The series mirrored Superman's modern origin, established by writer John Byrne, where Clark Kent is the true personality, and Superman is the disguise. This is the first television series or films which shows Lois and Clark's romance fully realized, with the two leading characters getting married during the series run.

Hatcher made a guest appearance on the television series Smallville playing Lois' mother Ella in a videotape that she recorded for her daughter before her death. She played Queen Rhea of Daxam and the mother of Mon-El in the series Supergirl.

Smallville

Erica Durance portrayed Lois Lane in the television series Smallville. The character was described as "sophisticated, worldly experience, street smart, and a very capable woman." Durance describes Lois as "a tomboy and fiercely independent." Producer Kelly Souders said Lois was one of the most difficult characters to play "because she's super-opinionated, extremely bright and a little abrupt, and at the same time she has to be likable." Series developer Alfred Gough said it was always their intention to bring the character into the series.

# Dataset extract
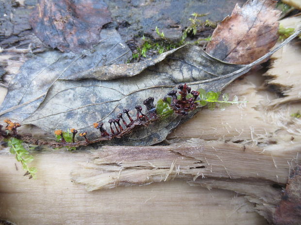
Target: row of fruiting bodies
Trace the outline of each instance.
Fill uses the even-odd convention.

# Set exercise
Answer these from the Lois Lane passage:
1. Which writer established the modern Superman origin that the series mirrored?
2. Whom did Hatcher play in Supergirl?
3. Who played Lois Lane in Smallville?

# Complete response
1. John Byrne
2. Queen Rhea of Daxam, the mother of Mon-El
3. Erica Durance